[Dataset excerpts on object pointing]
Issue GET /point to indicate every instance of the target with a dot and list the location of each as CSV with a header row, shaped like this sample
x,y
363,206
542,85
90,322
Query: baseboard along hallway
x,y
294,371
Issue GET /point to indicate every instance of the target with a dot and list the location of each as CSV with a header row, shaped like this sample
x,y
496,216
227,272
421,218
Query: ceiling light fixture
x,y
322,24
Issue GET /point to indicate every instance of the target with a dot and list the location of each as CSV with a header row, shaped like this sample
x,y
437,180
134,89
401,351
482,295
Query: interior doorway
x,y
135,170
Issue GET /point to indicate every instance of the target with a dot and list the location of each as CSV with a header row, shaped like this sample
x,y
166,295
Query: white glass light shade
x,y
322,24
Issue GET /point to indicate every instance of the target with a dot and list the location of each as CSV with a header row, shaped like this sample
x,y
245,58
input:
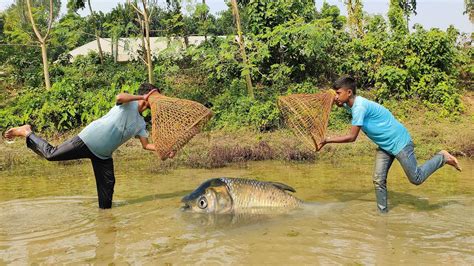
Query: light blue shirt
x,y
378,123
121,123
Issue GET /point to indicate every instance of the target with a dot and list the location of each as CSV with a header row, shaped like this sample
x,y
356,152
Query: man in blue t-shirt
x,y
99,140
391,136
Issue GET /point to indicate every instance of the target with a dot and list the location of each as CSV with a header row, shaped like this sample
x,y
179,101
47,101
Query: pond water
x,y
49,214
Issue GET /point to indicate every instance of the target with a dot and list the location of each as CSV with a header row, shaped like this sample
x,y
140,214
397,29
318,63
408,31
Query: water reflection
x,y
421,204
106,233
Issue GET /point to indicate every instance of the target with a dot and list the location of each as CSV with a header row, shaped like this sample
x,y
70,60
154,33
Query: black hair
x,y
146,88
345,82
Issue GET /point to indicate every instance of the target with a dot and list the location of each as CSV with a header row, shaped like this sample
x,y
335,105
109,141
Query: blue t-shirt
x,y
120,124
378,123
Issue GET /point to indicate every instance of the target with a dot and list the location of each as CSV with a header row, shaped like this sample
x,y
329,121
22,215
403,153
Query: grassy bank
x,y
219,148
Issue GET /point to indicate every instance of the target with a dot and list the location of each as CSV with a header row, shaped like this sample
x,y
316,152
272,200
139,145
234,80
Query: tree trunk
x,y
235,11
99,47
44,54
204,19
148,47
42,40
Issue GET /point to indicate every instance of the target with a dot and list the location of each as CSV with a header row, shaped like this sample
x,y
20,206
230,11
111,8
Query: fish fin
x,y
282,186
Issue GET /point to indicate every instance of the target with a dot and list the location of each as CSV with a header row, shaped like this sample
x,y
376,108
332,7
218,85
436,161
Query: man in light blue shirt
x,y
99,140
392,138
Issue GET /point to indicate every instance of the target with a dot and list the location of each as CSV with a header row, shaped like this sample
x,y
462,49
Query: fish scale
x,y
247,193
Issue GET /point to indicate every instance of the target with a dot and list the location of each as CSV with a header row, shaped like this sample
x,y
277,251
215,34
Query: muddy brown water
x,y
49,214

What you will do: Leave out the pictures and give the listing above again exactly.

Response:
Issue GET /point to indicate every instance of the target with a dot and list the location of each as CSV with a header row, shaped like this sample
x,y
363,206
542,85
90,322
Query: baseboard along hallway
x,y
294,371
Issue GET /point to indicate every instance of the target with a dot and list the location of each as CSV with a header row, shaped like this sample
x,y
496,216
227,272
421,218
Query: ceiling light fixture
x,y
322,24
Issue GET /point to indicate every instance of the target with a dot and list the location of each as CSV with a header row, shaped like this sample
x,y
437,180
134,89
401,351
482,295
Query: interior doorway
x,y
135,170
Issue GET /point to indicate every instance of the target with a dot and list the location of each as CSV with a header row, shaped like this sample
x,y
166,295
Query: white glass light shade
x,y
322,24
Issue GET /point to indicate every instance of the target with a dot and list the location of each as CSV with a header row, shaped like this sample
x,y
245,58
input:
Query: light blue shirt
x,y
378,123
121,123
Issue GET /point to indicate every instance of the target with a dot and list the location of each as CSV with a header row, shaped like this sample
x,y
356,152
Query: man in blue t-shirt
x,y
99,140
391,136
Issue GET /point to indicate every instance of the target with a dot and list the location of each as CSV with a header row, shaped like this sample
x,y
179,101
47,101
Query: pond water
x,y
49,214
Issue GET /point to indicate every instance of the target with a dot and list the location of each as CSV with a header row, shaped like this sample
x,y
140,214
397,29
318,63
408,31
Query: water reflection
x,y
421,204
106,233
Issue GET /point to indicate every instance of the target with a dot and list the location of each as CSV with a header row, shaped like this sample
x,y
70,60
154,33
Query: black hair
x,y
146,88
345,82
Issue GET /point to indicate every instance of the target with a dot and list the location of each as CSV with a header row, shaped like this sample
x,y
335,105
109,141
Query: blue t-shirt
x,y
120,124
378,123
Issue GET /point to indicate every instance of the target with a dot and list the location of each as CSV with a header row, shaped like this sample
x,y
329,121
22,215
403,153
Query: grassy bank
x,y
219,148
Issue GET /point to indicate every instance of the target with a dot and list the location of each as CSV with a header row, shaped like this sample
x,y
316,152
272,200
139,145
234,80
Query: tree trunk
x,y
235,11
99,47
44,54
204,19
148,47
42,40
Issue GET /point to indicate every instance of the target with a dot and list the location of each as CSV with a header row, shaped like this sample
x,y
20,206
230,11
111,8
Query: fish fin
x,y
282,186
Issue GET /point to indicate every instance of the target with a dot and list the location of each as CSV with a header row, shaped like this sample
x,y
376,108
332,7
218,85
436,161
Query: man in light blue shirt
x,y
99,140
392,138
Issue GET /point to indicate every instance of the target with a dot and list the location of each as CSV with a header row, shaped like this sample
x,y
462,49
Query: fish scale
x,y
247,193
Issue GET /point to indicate every instance of the target with a dot and list the location of each as CSV with a header row, shaped like this sample
x,y
277,251
215,34
Query: muddy brown water
x,y
49,214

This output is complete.